▶ _Recorded data_:

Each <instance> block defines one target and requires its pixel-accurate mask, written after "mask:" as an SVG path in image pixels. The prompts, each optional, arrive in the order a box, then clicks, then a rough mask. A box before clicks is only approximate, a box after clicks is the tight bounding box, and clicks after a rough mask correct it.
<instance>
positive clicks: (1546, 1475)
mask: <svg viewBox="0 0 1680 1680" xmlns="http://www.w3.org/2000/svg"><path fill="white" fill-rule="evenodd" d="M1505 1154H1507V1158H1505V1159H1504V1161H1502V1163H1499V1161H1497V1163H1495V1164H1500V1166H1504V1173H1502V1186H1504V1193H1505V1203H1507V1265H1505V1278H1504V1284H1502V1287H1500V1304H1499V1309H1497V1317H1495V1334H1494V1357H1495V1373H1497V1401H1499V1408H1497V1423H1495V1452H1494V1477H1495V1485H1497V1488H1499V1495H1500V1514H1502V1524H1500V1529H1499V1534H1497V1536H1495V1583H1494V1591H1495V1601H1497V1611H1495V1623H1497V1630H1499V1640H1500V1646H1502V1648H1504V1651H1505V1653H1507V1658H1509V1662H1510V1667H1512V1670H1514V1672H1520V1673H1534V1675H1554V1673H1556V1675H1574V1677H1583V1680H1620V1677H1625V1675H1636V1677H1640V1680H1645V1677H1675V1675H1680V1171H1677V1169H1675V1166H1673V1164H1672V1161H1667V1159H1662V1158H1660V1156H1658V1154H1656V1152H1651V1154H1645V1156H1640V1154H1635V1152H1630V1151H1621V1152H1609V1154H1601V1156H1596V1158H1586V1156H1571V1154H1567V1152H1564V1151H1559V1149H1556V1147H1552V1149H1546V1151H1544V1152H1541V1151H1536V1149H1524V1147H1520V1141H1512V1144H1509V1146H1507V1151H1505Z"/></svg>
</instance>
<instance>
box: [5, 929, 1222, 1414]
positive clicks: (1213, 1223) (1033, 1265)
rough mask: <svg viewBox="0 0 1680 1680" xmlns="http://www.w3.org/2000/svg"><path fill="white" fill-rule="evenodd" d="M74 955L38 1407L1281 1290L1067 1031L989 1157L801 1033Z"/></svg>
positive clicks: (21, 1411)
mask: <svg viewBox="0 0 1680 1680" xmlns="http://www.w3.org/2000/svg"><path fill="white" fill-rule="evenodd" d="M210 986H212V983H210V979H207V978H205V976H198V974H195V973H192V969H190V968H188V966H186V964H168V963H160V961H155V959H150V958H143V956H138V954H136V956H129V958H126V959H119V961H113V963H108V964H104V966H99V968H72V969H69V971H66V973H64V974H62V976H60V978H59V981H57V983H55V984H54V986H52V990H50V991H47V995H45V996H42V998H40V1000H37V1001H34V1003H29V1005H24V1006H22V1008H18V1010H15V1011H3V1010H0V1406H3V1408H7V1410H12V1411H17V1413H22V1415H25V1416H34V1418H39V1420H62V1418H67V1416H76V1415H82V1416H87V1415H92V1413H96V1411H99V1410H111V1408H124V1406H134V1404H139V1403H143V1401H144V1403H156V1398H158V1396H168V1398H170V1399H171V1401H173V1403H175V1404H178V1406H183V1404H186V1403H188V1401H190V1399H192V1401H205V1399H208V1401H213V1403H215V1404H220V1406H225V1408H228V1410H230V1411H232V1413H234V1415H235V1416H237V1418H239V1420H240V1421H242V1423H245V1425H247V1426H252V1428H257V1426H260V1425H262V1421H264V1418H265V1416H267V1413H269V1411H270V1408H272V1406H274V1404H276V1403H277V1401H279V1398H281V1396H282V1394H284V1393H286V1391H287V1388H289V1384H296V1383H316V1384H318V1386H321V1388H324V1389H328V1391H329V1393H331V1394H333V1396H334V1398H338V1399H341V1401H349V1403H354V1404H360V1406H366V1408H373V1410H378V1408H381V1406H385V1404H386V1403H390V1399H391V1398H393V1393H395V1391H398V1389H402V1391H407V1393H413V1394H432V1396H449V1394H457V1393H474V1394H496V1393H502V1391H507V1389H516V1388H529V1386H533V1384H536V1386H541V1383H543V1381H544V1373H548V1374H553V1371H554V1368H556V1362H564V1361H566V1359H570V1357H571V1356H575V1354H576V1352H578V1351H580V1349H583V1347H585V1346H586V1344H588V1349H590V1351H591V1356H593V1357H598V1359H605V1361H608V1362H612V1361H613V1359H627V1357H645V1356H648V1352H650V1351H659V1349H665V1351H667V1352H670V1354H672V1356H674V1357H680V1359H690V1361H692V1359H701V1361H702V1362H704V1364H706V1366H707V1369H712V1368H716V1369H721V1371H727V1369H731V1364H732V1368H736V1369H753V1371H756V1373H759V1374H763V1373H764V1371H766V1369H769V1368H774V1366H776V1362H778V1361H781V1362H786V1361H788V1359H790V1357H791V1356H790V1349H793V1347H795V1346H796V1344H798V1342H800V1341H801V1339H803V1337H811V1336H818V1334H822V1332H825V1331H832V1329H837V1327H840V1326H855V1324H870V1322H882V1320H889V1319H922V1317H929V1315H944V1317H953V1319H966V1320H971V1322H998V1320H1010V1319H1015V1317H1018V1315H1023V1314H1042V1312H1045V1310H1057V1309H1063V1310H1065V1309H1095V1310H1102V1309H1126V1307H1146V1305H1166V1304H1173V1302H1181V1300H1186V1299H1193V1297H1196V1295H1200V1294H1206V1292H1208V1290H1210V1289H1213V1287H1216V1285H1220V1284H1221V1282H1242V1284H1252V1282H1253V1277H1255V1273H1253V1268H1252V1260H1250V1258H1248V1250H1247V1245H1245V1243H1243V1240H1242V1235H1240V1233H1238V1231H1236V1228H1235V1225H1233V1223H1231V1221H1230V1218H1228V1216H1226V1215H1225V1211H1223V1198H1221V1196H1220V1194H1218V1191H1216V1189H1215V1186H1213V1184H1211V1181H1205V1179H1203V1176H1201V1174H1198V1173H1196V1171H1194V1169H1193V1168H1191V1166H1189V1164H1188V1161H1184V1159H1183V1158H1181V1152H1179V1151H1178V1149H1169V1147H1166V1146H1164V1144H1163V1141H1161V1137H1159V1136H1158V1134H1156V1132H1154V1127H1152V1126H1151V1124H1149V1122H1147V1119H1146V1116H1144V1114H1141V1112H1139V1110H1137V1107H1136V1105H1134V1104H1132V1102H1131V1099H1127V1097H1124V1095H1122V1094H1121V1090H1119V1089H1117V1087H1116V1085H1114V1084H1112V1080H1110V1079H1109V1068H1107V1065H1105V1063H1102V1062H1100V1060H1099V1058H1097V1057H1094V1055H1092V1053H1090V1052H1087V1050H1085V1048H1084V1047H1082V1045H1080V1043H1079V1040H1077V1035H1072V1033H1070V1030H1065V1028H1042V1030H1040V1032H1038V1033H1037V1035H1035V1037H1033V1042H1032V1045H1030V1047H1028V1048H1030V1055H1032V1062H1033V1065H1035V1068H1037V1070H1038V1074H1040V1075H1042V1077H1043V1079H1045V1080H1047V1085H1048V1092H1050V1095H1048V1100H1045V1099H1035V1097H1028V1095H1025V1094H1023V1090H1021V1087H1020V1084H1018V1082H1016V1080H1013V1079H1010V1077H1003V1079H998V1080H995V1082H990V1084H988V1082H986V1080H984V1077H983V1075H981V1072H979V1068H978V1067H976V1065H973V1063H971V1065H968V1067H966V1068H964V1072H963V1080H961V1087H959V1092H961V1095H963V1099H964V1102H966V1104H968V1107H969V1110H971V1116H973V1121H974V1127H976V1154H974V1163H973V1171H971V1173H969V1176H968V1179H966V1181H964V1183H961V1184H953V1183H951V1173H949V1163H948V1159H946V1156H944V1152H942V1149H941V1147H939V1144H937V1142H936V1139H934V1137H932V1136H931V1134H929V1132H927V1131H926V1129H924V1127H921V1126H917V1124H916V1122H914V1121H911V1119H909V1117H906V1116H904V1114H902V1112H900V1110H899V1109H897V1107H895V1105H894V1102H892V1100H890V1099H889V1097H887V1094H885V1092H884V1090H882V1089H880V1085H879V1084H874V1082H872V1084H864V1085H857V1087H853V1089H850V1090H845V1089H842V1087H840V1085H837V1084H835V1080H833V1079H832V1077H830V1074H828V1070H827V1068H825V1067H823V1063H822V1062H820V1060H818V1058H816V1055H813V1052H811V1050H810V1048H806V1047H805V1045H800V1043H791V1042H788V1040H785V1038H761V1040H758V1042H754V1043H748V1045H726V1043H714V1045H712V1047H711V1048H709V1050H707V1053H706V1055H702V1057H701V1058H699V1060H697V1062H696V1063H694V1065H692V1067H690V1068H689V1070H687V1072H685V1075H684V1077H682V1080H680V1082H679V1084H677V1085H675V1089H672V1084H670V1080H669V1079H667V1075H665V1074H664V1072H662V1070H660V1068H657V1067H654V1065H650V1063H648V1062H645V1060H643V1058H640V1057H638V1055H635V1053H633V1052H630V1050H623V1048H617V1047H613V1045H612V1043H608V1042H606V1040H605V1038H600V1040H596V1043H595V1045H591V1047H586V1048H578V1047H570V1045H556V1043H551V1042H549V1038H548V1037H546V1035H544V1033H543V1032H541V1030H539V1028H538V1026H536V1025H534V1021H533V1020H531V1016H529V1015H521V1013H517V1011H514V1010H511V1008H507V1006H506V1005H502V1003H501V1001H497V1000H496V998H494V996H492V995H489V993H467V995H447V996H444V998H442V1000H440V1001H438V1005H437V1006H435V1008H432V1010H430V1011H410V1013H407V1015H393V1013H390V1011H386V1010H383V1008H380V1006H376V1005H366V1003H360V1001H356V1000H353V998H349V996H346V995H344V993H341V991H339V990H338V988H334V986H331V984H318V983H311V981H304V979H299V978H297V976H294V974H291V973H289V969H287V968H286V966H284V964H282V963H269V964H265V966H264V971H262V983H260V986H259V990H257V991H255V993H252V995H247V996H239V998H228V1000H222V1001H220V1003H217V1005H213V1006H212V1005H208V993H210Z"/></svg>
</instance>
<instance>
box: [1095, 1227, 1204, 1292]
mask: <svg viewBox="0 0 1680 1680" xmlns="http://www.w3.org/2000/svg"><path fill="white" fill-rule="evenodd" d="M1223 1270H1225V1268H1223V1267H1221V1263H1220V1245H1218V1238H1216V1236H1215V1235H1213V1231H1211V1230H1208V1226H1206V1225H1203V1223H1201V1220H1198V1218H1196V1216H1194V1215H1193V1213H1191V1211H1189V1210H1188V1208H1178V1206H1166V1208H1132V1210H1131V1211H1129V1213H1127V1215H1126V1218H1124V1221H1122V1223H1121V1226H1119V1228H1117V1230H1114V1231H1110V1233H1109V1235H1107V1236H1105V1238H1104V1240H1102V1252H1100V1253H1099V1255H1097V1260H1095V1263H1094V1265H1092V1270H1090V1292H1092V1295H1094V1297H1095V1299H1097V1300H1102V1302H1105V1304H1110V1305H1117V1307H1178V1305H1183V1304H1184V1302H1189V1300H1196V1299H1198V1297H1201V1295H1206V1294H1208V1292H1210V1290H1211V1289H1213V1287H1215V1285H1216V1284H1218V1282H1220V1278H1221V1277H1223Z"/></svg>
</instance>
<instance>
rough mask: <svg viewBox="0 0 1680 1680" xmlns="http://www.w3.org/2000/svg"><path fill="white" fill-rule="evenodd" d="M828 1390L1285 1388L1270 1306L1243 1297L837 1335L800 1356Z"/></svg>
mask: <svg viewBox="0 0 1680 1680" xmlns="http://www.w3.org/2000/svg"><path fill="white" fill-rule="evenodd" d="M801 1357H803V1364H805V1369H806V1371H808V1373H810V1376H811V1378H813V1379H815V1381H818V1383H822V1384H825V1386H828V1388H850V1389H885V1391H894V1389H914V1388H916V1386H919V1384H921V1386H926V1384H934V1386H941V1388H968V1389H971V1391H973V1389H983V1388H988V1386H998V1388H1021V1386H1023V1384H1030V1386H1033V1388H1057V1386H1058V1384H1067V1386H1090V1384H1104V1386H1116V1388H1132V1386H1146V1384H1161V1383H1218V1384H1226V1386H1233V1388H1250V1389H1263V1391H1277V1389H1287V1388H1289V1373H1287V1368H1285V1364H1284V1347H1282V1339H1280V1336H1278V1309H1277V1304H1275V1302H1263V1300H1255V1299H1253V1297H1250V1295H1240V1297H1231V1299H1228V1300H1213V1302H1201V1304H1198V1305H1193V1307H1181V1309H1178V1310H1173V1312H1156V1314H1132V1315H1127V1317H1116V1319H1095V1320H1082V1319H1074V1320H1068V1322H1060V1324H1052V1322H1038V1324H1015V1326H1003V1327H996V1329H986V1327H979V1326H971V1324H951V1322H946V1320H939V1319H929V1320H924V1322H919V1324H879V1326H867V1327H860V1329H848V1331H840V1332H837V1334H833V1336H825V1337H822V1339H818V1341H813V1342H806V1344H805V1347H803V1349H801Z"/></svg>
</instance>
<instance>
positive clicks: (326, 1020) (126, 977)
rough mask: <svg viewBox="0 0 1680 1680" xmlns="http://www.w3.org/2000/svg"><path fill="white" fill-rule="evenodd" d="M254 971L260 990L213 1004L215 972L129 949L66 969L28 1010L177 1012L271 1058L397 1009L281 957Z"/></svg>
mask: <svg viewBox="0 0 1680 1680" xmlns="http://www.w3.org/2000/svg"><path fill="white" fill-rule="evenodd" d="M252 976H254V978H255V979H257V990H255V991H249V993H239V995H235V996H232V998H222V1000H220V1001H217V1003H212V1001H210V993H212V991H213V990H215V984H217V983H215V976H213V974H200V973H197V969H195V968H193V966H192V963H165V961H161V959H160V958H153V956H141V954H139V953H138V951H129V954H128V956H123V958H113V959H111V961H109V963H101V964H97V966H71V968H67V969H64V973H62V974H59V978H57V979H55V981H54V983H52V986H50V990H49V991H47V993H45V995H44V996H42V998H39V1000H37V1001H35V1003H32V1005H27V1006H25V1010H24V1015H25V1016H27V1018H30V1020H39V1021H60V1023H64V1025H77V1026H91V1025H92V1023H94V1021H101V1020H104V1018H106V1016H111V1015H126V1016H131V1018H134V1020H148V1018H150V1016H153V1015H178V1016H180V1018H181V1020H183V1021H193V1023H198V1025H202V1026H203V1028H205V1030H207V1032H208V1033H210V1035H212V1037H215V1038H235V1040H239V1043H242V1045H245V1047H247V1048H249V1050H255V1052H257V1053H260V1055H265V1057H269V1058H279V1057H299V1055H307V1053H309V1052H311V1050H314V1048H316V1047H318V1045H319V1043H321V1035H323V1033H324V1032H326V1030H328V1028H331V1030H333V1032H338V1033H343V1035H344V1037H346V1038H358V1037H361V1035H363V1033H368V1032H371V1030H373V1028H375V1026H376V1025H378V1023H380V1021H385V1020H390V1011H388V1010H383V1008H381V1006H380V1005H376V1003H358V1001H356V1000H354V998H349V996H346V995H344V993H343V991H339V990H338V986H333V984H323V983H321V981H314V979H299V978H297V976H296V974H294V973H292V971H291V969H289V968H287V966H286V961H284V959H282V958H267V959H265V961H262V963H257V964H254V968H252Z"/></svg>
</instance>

▶ _Problem description_:
Reproduce the data from its first line through the line containing "positive clicks: (1546, 1475)", with that line included.

▶ _Exercise response_:
Each <instance> block defines one target and requires its pixel-accurate mask, written after "mask:" as an SVG path in image pixels. The prompts, each optional, arrive in the order a box, then clicks, then a rough mask. A box before clicks is only approximate, a box after clicks is the tight bounding box, and clicks after a rough mask correct it.
<instance>
positive clicks: (1546, 1475)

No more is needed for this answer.